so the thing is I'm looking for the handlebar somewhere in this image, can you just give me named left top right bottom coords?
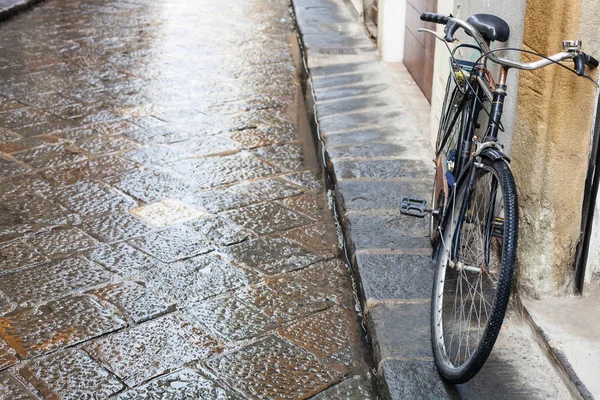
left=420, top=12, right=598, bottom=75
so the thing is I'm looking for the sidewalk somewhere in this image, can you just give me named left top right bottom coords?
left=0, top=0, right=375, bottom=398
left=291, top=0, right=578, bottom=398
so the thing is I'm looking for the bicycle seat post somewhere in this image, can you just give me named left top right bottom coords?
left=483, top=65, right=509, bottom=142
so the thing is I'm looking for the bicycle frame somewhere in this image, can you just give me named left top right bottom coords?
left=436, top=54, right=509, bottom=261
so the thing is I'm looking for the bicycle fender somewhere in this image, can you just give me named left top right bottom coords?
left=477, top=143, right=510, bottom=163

* * *

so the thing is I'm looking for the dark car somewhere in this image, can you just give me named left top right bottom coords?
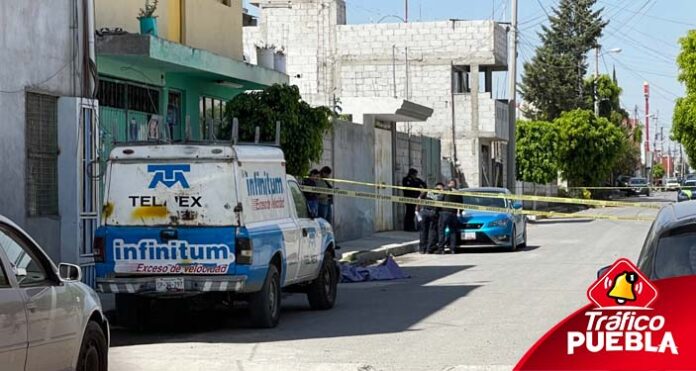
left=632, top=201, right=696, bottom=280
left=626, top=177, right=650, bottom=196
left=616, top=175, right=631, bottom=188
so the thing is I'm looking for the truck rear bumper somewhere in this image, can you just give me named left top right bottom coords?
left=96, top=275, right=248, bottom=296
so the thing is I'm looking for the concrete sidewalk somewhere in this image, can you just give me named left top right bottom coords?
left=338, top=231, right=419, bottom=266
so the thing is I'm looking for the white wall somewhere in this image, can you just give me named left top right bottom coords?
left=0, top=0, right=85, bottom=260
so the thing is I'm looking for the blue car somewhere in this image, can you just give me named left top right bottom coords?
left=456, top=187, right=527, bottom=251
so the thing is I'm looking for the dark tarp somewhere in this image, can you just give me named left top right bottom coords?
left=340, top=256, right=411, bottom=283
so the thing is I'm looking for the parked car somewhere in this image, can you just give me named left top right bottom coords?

---

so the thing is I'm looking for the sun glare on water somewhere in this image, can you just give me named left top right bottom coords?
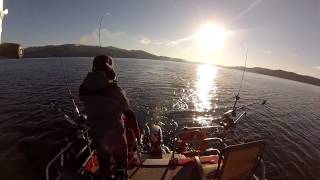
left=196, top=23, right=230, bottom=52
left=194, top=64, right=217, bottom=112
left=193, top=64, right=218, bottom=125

#### [Problem description]
In the listing above, find the line with "so the thing is I'm looking for the dark car" and the line with "so the thing is I'm looking for the parked". Copy exactly those lines and all between them, minus the images.

#### [Reply]
so the thing is I'm looking for the dark car somewhere in this image, can you just give me named left top right bottom coords?
left=632, top=201, right=696, bottom=280
left=626, top=177, right=650, bottom=196
left=616, top=175, right=631, bottom=188
so the thing is I'm looking for the truck rear bumper somewhere in this image, can you just give me named left top right bottom coords?
left=96, top=275, right=248, bottom=296
so the thing is I'm looking for the concrete sidewalk somewhere in this image, can you just give me named left top right bottom coords?
left=338, top=231, right=419, bottom=266
so the thing is I'm looking for the white wall somewhere in this image, can you just give me named left top right bottom coords?
left=0, top=0, right=85, bottom=260
so the thing is I'm looking for the blue car somewhere in this image, can you just give me named left top right bottom coords?
left=456, top=187, right=527, bottom=251
so the thing is I'm looking for the dark tarp somewhere in this image, can you just give me named left top right bottom coords?
left=340, top=256, right=411, bottom=283
so the thing is I'm looking for the parked car somewhere in this image, can you just give me named left top right bottom coords?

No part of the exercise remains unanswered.